Text segment:
⟨

I have written a class to control mandatory input on an istream, based on the original idea posted there: https://stackoverflow.com/a/14331519/3723423 . It verifies and skips mandatory formatting chars, a little bit like with scanf(), but with a stream semantic:
int country; string phone;
cin >> mandatory_input(" ( + ") >> country >> mandatory_input(" ) ") >> phone;
The class is consistent with standard istream operations, setting failbit in case of non compliant input, and throwing exceptions if and only if exceptions(istream::failbit);
was set.
I have questions for improving error processing when class is used with exceptions:
Alternative 1: put error information in a static member. That's my current solution.
Alternative 2: throw my own exception class derived from istream::failure
, with all information about error conditions. That would be the most elegant solution. Is there a way to throw my own exception AND set the failbit ? If I set failbit, an exception is thrown before I can throw my own. But if I don't set it, I'm not consistent with standard operations. (Edit: If I temporarily deactivate exceptions before I set faibit, the std exception is throws as soon as I reactiveate exceptions, again not giving me a chance to throw my own.)

⟩

Input records:
⟨

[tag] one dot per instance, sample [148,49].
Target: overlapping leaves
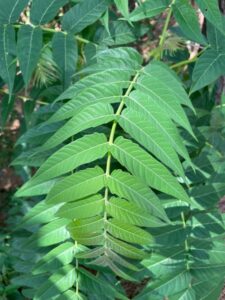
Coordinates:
[107,201]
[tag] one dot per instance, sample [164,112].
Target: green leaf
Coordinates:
[83,14]
[86,227]
[147,135]
[50,234]
[209,67]
[91,116]
[8,55]
[120,33]
[211,11]
[28,56]
[215,37]
[89,207]
[157,81]
[74,187]
[70,295]
[130,213]
[128,233]
[187,19]
[40,213]
[43,11]
[86,149]
[163,125]
[7,106]
[145,167]
[168,285]
[148,9]
[65,54]
[123,7]
[36,190]
[129,187]
[55,259]
[57,283]
[10,13]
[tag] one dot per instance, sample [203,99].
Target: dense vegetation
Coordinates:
[121,149]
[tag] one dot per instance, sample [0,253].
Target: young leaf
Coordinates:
[28,56]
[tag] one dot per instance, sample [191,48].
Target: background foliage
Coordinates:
[121,110]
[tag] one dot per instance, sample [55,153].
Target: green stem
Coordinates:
[165,28]
[77,267]
[188,61]
[111,140]
[186,241]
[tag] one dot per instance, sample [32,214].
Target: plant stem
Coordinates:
[165,28]
[111,140]
[186,241]
[188,61]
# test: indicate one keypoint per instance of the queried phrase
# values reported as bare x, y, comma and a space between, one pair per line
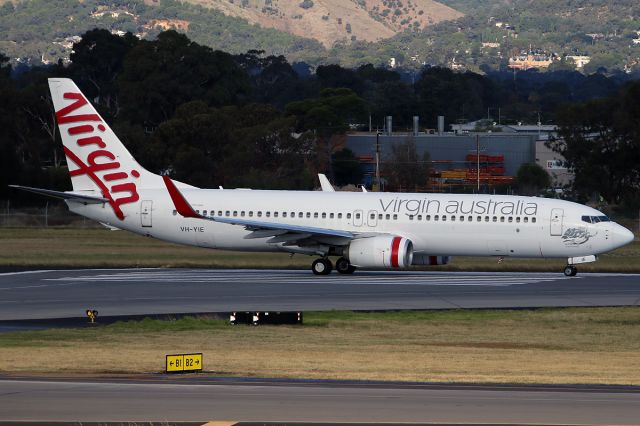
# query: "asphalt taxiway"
210, 399
116, 292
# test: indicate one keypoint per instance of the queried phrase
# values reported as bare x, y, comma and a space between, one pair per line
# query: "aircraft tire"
321, 266
344, 267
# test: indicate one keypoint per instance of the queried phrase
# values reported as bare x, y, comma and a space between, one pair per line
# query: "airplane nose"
622, 235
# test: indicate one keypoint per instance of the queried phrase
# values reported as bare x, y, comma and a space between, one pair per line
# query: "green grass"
572, 345
95, 247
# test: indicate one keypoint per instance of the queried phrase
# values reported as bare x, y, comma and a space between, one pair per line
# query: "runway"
116, 292
210, 400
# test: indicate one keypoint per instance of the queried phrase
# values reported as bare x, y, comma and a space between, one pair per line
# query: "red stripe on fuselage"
182, 206
395, 248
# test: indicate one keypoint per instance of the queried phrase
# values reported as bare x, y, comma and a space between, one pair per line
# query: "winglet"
181, 204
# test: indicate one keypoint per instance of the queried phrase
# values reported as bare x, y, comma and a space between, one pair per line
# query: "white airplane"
365, 230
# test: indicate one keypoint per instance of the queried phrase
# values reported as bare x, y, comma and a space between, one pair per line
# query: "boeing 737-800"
364, 230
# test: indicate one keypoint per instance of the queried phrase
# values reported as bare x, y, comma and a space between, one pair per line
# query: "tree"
96, 62
532, 178
162, 74
600, 140
326, 116
346, 168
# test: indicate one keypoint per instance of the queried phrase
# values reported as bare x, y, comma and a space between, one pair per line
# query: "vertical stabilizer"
97, 160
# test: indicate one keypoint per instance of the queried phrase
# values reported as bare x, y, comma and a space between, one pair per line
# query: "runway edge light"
183, 363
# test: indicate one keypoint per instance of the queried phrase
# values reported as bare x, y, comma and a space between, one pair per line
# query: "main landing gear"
343, 266
570, 270
323, 266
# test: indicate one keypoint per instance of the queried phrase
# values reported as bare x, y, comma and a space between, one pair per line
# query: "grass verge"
573, 345
95, 247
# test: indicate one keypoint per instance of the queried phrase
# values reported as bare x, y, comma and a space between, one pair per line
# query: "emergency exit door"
146, 206
556, 221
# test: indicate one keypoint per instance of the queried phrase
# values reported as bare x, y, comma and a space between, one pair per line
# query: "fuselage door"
556, 221
145, 213
357, 218
372, 218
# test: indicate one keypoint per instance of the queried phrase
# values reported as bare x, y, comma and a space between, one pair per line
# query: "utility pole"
478, 160
378, 160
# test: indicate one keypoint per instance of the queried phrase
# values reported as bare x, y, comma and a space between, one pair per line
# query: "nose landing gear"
570, 270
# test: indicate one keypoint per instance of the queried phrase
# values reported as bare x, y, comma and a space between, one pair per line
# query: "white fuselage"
437, 224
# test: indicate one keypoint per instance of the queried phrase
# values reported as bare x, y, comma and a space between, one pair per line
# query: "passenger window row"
452, 218
372, 216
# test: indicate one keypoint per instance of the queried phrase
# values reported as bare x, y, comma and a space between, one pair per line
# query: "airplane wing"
279, 232
71, 196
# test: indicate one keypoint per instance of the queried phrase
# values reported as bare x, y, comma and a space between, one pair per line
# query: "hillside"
329, 21
485, 35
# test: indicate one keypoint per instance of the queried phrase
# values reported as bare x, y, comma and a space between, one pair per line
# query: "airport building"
455, 155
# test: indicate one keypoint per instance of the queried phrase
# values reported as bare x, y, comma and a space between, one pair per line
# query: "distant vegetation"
609, 33
201, 115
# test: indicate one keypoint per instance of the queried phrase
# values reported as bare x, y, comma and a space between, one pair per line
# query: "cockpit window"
595, 219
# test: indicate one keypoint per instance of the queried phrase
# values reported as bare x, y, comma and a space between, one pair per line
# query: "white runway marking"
269, 277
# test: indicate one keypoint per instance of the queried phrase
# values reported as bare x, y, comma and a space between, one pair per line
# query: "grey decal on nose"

⟩

Exercise requirements:
1. Please gather every line of the listing that contains the word "Target".
2. Extend the post about checking mandatory input on a C++ istream, picking up after its final sentence.

Answers to the problems:
1.
Target: overlapping leaves
Target: green leaf
Target: dense vegetation
Target: young leaf
Target: background foliage
Target: green stem
Target: plant stem

2.
Alternative 3: is it possible to set the error code that is thrown by standard exception when failbit is set ? Unfortunately, after having read about std::io_errc
and std::make_error_code()
, it's still not clear how I could make the failbit exception using my own error code.
Here the piece of code where error is set:
...
else if ((c = is.get()) != *p) { // input char not matching expected char
is.putback(c);
mandatory_input::read_error = c;
mandatory_input::expected = *p;
// <==== Here I would like to trigger my own exception or predefine error code thrown by standard exception
is.setstate(std::ios::failbit); // stop extracting
}
I was so concentrated on searching std functions to solve that, that I didn't think of the most obvious solution: hijacking the std exception thrown. In case it could help s.o. else:
I first defined a dedicated nested failure class:
class mandatory_input {
public:
...
class failure : public std::istream::failure {
public:
failure(std::error_code e);
};
};
Then I have added the following bloc in the original error processing code (see question):
// start of enhanced exception handling
if (is.exceptions() & std::istream::failbit) { // if exception will be thrown
try {
is.setstate(std::ios::failbit);
} catch (std::istream::failure &e) { // the failbit will trigger this
throw mandatory_input::failure(e.code()); // and i throw my own
} catch (std::exception &e) { // just in case other low-level errors would be thrown
throw e;
}
} else //======= end of enhanced exceptions handling
Now with this solution, the clients of my helper class who want to use .exceptions()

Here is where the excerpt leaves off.